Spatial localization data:
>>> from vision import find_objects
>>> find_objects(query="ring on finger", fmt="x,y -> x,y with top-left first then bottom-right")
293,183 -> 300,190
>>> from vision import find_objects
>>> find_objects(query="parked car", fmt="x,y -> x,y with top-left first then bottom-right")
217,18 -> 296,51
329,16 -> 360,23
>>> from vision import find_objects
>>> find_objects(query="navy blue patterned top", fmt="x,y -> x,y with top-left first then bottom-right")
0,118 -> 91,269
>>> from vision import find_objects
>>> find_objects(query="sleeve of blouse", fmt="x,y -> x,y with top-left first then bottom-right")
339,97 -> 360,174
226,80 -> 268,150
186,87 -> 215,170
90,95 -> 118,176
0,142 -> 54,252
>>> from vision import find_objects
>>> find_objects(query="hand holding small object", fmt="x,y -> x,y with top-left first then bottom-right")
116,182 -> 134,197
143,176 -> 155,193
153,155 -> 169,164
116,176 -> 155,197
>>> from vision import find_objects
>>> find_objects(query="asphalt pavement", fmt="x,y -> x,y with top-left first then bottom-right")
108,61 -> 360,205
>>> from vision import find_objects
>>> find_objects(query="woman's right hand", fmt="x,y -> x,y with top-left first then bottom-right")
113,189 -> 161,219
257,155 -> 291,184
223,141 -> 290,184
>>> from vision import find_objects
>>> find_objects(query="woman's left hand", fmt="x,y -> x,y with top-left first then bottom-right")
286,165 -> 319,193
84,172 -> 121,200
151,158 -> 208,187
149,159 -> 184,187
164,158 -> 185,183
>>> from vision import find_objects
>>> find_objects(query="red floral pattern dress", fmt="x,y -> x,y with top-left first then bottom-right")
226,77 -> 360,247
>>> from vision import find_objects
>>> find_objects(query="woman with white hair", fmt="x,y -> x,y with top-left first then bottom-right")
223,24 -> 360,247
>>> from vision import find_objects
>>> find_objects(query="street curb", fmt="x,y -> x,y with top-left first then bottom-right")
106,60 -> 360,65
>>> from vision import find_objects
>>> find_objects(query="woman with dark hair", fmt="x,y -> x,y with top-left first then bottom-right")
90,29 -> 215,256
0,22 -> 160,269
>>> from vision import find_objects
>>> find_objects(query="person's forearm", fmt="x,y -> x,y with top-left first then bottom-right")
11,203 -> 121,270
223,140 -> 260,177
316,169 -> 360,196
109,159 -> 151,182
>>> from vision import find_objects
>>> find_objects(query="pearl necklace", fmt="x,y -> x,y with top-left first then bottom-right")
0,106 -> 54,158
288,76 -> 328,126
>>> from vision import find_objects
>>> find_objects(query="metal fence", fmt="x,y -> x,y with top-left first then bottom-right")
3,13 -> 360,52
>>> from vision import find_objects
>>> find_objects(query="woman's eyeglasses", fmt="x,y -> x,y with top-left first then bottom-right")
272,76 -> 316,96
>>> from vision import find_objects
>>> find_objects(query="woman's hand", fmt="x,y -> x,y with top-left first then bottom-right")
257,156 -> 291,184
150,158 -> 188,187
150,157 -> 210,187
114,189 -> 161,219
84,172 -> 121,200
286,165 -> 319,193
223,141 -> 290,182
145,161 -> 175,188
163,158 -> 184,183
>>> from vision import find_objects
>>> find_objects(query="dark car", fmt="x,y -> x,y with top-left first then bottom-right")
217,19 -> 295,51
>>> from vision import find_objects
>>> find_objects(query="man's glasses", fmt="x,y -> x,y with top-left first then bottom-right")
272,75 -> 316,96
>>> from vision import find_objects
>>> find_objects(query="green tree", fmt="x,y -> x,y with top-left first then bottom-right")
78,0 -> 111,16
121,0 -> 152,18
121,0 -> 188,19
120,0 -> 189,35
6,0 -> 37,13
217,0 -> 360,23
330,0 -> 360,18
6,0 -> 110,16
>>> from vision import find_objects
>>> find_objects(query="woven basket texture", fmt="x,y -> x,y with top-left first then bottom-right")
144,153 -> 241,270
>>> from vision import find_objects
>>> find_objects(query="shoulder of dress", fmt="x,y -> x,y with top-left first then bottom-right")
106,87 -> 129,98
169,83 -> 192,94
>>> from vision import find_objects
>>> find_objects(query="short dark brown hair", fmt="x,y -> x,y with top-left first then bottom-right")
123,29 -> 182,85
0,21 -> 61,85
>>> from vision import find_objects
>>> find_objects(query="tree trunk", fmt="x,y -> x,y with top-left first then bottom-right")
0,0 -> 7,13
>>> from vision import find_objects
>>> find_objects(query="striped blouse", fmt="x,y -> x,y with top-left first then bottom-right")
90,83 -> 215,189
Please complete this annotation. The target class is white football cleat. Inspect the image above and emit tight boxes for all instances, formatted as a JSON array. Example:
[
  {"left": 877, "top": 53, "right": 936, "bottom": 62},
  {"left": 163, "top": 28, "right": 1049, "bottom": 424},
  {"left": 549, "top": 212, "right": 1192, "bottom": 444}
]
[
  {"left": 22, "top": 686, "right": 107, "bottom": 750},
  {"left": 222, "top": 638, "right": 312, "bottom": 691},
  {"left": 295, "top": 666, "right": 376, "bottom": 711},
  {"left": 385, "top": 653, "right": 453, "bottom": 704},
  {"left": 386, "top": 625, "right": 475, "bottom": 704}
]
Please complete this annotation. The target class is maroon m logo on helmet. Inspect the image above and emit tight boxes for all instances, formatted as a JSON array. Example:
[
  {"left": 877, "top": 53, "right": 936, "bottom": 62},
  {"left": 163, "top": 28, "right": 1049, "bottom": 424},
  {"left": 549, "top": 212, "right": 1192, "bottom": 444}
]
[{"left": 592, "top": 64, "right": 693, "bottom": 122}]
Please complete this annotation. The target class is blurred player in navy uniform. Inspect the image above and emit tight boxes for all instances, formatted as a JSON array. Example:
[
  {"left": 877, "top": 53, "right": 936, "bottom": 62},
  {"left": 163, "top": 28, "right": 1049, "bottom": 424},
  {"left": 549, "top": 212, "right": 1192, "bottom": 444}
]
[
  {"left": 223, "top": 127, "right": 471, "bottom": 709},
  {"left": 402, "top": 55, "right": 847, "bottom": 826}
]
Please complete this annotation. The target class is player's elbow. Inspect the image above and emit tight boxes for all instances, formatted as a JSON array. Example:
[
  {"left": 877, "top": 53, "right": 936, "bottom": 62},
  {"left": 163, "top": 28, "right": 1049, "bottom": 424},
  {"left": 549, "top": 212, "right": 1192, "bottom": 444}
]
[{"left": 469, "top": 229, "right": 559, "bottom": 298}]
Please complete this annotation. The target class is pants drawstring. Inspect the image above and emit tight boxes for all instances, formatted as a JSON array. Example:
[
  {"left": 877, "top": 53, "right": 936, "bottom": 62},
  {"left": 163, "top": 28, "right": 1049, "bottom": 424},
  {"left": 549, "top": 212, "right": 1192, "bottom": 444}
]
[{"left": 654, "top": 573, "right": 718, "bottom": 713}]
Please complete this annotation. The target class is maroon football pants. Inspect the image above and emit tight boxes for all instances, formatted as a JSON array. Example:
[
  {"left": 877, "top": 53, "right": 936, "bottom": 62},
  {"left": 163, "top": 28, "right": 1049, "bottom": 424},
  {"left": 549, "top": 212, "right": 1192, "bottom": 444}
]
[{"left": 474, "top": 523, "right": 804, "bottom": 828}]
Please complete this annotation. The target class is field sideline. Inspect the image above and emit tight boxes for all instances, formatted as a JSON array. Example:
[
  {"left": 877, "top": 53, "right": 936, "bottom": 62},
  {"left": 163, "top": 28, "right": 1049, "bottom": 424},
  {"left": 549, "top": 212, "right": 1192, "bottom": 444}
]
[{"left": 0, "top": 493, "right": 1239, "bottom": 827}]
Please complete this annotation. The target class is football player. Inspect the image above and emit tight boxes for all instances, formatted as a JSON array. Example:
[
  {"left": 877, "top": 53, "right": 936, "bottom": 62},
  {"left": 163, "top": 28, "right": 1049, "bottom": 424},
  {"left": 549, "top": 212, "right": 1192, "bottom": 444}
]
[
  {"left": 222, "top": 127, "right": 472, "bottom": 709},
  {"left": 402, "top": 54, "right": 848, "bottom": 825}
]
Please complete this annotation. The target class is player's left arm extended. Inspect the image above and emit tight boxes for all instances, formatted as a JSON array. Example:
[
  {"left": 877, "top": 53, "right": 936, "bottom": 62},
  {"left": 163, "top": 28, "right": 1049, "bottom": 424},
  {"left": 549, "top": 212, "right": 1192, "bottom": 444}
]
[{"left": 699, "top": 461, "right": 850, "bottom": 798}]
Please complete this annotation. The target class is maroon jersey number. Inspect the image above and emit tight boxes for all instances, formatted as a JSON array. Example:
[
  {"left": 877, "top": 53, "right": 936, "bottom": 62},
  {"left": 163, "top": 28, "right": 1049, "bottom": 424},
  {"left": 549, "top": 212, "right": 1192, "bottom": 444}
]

Task requirements: Reproduce each line above that contains "maroon".

Written answer:
Please complete this annotation. The target class is maroon m logo on helmet. Inspect the image above and emit tight boxes for all instances, formatted as a JSON array. Example:
Please complete this annotation. The target class is maroon football pants. Inspect the image above and emit tight boxes for all instances, formatted as a JSON array. Example:
Please complete this annotation. The target class is maroon jersey number. Inspect the image above and emit tight boxes for all instances, formatted as a JSON array. Example:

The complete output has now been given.